EXTRACTED RECORDS.
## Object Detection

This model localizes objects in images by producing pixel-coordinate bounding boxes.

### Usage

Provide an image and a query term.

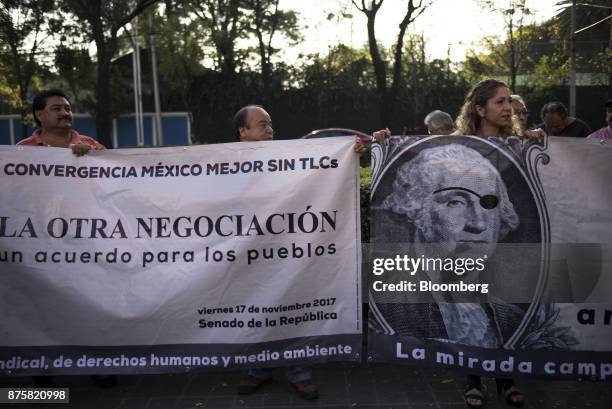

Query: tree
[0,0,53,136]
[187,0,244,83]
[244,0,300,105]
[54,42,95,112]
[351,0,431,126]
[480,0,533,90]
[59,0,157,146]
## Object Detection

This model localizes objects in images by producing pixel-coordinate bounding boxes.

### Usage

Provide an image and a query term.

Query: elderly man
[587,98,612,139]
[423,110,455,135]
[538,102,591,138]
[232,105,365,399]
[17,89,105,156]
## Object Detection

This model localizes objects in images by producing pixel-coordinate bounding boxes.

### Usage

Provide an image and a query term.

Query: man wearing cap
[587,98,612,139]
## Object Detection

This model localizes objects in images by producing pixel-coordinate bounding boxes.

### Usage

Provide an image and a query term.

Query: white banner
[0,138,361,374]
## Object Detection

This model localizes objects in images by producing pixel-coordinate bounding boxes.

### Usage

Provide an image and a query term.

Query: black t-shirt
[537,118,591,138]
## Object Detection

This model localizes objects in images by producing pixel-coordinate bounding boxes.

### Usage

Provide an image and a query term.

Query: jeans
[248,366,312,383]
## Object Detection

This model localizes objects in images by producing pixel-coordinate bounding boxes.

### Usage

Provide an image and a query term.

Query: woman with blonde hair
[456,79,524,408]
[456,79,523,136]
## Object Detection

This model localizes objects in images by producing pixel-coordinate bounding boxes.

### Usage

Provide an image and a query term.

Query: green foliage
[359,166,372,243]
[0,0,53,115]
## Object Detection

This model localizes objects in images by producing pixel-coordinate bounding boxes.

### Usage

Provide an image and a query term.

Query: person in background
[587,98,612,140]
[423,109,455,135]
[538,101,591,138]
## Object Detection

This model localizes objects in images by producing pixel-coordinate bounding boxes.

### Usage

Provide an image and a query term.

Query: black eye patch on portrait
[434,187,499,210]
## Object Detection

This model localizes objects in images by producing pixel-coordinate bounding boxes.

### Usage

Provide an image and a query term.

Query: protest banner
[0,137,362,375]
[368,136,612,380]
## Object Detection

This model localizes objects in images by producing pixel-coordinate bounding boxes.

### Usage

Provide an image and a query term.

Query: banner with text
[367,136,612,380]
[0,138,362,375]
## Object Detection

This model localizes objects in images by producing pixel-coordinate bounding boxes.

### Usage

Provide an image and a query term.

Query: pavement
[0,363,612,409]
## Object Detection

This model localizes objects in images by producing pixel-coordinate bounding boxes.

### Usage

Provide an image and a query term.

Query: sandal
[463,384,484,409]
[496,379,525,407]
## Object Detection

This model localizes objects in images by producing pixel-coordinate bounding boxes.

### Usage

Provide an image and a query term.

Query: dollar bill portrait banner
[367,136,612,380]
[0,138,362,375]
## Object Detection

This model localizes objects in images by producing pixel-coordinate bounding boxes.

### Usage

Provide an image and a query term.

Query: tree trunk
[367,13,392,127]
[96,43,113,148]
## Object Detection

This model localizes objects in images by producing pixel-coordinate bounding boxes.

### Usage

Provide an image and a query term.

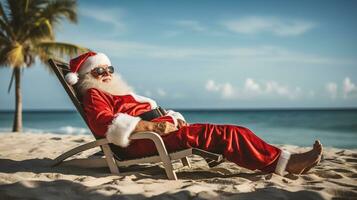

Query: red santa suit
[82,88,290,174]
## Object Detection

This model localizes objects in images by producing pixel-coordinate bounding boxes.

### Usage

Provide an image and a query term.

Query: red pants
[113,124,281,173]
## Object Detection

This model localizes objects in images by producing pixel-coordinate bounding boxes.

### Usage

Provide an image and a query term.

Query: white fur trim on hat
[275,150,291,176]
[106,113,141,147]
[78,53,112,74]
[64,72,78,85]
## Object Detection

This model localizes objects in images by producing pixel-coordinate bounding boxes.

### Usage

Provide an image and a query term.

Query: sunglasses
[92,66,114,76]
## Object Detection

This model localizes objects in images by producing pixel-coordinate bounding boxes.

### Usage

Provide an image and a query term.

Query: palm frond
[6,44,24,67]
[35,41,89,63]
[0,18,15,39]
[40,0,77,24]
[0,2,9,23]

WHAT NEEDS TO BE DONE. Return each line of the records that contains the word "with", copied in full.

TASK RESULT.
Query: woman with blonde hair
Query: banner with text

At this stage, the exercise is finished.